### [Set exercise]
Could you arrange all the records below as a numbered list, leaving out any blank lines?

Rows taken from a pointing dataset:
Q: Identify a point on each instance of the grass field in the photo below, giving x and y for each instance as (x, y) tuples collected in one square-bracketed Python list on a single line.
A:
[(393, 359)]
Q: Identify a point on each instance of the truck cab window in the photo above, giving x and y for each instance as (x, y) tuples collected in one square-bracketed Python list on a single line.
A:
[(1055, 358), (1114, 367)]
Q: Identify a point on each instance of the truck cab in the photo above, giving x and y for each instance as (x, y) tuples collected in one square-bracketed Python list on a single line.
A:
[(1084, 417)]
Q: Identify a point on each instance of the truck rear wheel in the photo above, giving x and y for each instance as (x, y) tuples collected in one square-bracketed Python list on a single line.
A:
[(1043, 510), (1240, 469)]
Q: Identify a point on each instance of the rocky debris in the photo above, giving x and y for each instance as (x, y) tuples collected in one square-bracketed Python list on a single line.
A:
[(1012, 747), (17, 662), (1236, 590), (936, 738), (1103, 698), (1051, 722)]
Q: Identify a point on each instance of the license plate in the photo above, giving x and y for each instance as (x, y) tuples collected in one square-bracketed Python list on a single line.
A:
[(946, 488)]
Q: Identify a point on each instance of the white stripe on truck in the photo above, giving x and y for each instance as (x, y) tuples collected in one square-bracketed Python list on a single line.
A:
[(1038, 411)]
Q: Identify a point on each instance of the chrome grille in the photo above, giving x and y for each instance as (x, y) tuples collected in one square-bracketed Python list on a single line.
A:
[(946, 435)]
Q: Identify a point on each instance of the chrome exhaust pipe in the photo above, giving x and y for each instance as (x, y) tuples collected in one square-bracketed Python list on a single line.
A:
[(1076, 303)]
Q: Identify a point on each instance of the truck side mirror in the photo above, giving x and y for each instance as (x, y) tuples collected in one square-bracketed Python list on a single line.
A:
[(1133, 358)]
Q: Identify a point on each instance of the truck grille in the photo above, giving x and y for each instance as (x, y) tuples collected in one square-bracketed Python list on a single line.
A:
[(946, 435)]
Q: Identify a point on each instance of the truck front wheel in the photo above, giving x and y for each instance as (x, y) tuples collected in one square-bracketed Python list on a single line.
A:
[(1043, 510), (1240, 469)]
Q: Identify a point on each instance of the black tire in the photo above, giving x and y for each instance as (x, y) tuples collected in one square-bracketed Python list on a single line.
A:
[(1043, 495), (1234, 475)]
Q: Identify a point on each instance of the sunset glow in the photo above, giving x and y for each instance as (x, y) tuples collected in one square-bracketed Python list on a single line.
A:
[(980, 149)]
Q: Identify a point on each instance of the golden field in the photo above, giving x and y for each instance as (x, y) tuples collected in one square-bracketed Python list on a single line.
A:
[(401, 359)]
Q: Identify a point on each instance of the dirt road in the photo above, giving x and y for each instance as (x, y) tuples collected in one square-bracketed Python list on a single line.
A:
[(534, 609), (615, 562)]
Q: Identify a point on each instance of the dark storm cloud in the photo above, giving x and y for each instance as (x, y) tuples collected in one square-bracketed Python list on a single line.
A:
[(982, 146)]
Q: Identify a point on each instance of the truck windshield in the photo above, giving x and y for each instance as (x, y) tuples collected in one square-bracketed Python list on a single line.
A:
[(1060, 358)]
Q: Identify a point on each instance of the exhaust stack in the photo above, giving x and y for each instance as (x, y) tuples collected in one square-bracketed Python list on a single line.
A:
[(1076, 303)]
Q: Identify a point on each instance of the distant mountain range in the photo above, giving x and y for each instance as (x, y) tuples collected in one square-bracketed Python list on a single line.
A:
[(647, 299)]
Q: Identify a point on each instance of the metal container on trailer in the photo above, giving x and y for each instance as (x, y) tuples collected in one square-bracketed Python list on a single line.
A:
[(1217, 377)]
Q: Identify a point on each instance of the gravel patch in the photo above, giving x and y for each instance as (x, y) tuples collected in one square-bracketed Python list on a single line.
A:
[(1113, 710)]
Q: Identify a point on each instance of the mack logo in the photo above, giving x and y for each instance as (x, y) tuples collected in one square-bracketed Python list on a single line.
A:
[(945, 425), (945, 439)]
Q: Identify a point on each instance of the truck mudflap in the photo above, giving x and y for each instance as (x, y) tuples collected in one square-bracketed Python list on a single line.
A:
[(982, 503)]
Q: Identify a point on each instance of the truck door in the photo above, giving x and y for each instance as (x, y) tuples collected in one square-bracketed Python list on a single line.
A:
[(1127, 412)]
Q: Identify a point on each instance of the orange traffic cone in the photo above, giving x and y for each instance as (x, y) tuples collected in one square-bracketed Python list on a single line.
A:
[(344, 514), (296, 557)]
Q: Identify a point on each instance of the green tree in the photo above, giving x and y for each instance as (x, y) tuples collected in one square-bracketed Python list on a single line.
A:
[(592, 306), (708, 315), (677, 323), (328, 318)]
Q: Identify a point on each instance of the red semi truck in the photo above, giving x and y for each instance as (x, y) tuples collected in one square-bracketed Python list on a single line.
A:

### [Answer]
1. Q: Identify a point on each instance of the grass field in the photo below, giving x and y for each instance as (x, y) tuples collected in one square-bracketed Python list on a single line.
2. A:
3. [(393, 359)]
4. Q: Identify a point on each instance of the truck cab window in the photo above, giving x and y for each instance as (x, y) tuples collected in one square-bracketed Python list on a single line.
5. A:
6. [(1055, 358), (1114, 367)]
7. Q: Identify a point on each instance of the truck cab in the photo above, giving x and y for each instance as (x, y) tuples collected in one square-bracketed Python list on a single line.
8. A:
9. [(1084, 417)]
10. Q: Identify a point on each instance of the truck rear wheel in the photo above, giving x and y for each instance as (x, y) tuples collected in one square-bracketed Python list on a single line.
11. A:
12. [(1043, 510), (1240, 469)]
13. Q: Identify a point on each instance of the rocky debris in the photo above, giving x and y for each instance as (x, y) tuples collected in one square-bracketed Python list on a single line.
14. A:
15. [(1012, 747), (17, 662), (1236, 590), (936, 738), (1103, 698), (1051, 722)]
16. Q: Identify a point on each instance of the license plate in the photo above, giving x and y for each instance as (x, y) tuples collected in one square-bracketed Python list on a single line.
17. A:
18. [(946, 488)]
19. Q: Identify a point on each instance of the white stripe on truck in the photo above, giving x and y for each instance as (x, y) tuples collected in one square-bracketed Python list on a single line.
20. A:
21. [(1038, 411)]
22. Q: Identify a point on each instance of the chrome grille in the photo above, giving x and y for each instance as (x, y) tuples collected in one square-bracketed Python list on a single line.
23. A:
24. [(946, 435)]
25. Q: Identify a point on each instance of the chrome exhaust pipe in the photo above, giving x and y for each instance as (x, y) tuples collected in one square-bracketed Python list on a single line.
26. A:
27. [(1076, 303)]
28. Q: Identify a point on each instance of the truck side mirror in the photo above, giving x and y for each instance as (x, y) tuples collected in one square-bracketed Python list on a single line.
29. A:
30. [(1133, 358)]
31. Q: Identify a point on each instance of the truck grille in the photo above, giving x and y for each instance as (x, y) tuples collected in one square-bracketed Python list on a single line.
32. A:
33. [(946, 435)]
34. Q: Identify a point on each instance of the truck front wheel in the photo above, giving x and y for each instance as (x, y) tuples collected in one square-bracketed Python list on a single line.
35. A:
36. [(1043, 510), (1240, 469)]
37. Q: Identify a point on each instance of the black tire in the photo above, giving x and y for each instance as (x, y) tuples collected in one square-bracketed Python list on a single line.
38. A:
39. [(1043, 495), (1234, 475)]
40. Q: Identify a point on each instance of the sunset glow in the photo above, giving x and y for each instance as (x, y) tuples collected in one square-bracketed Python list on a single line.
41. A:
42. [(980, 149)]
43. Q: Identify a point on each instance of the golden field in the photo above, giving x and y for each instance as (x, y) tuples collected in one square-bracketed Python list on a single line.
44. A:
45. [(401, 359)]
46. Q: Identify a point on each instance of the dirt road in the photo above, giving x and y for each instance as (x, y) tuples collected in one square-bracketed Python list on a single line.
47. A:
48. [(534, 609), (615, 562)]
49. Q: Identify a point on each instance of the dark storm cloud in the photo above, giving x and y for each instance as (x, y) tuples collected in one square-bracketed Python list on a single line.
50. A:
51. [(982, 146)]
52. Q: Identify a point on each instance of the truck windshield in the photo above, giving x and y for each instance as (x, y) tuples collected in one square-bracketed Python list on a single line.
53. A:
54. [(1060, 358)]
55. Q: Identify a point on each instance of the exhaust stack in the photo above, giving x and y for each instance as (x, y) tuples collected in one square-bracketed Python list on a single line.
56. A:
57. [(1076, 303)]
58. Q: Identify a point on each instance of the distant mountain range in the photo above, giving x and y for each instance as (x, y) tuples collected in one square-bracketed Python list on a single line.
59. A:
60. [(647, 299)]
61. Q: Identify a point on each instance of the metal container on trailer in the photo above, giving x and y for each instance as (x, y) tuples collected in one square-bracketed Python list on a single line.
62. A:
63. [(1217, 377)]
64. Q: Identify a point on each instance of the gravel patch in the photo above, giving x and y for each instance as (x, y) tuples collected in one square-bracketed Python list on a single line.
65. A:
66. [(1113, 710)]
67. Q: Identify a point on each instance of the mack logo in the photo above, giving x and y for each instance as (x, y) tuples collected in one square-bracketed Python list on a single line.
68. A:
69. [(945, 425), (945, 439)]
70. Q: Identify a point on each instance of the truck mudflap in the photo above, giving x and y for each instance as (x, y) tuples collected in one square-bracketed Python list on a single line.
71. A:
72. [(982, 503)]
73. Q: Identify a point on each instance of the truck door in the photo above, giving x and y for each instance as (x, y) tuples collected in one square-bracketed Python list on a single line.
74. A:
75. [(1127, 412)]
76. Q: Identify a point on each instance of the orange traffic cone in the photo above, giving x and y for each instance as (x, y) tuples collected in one square-bracketed Python list on a single line.
77. A:
78. [(344, 514), (296, 557)]
79. Q: Identify a point on each instance of the green tree in the photo above, giving x and y for each instance as (x, y) tuples collected in one square-bracketed Python list on a single line.
80. A:
81. [(592, 306), (708, 315), (677, 323), (328, 318)]
82. Q: Identify a point on each instance of the red semi truck in the photo above, giving x and y for each instance as (x, y) tuples collected in one square-bracketed Python list on a single line.
83. A:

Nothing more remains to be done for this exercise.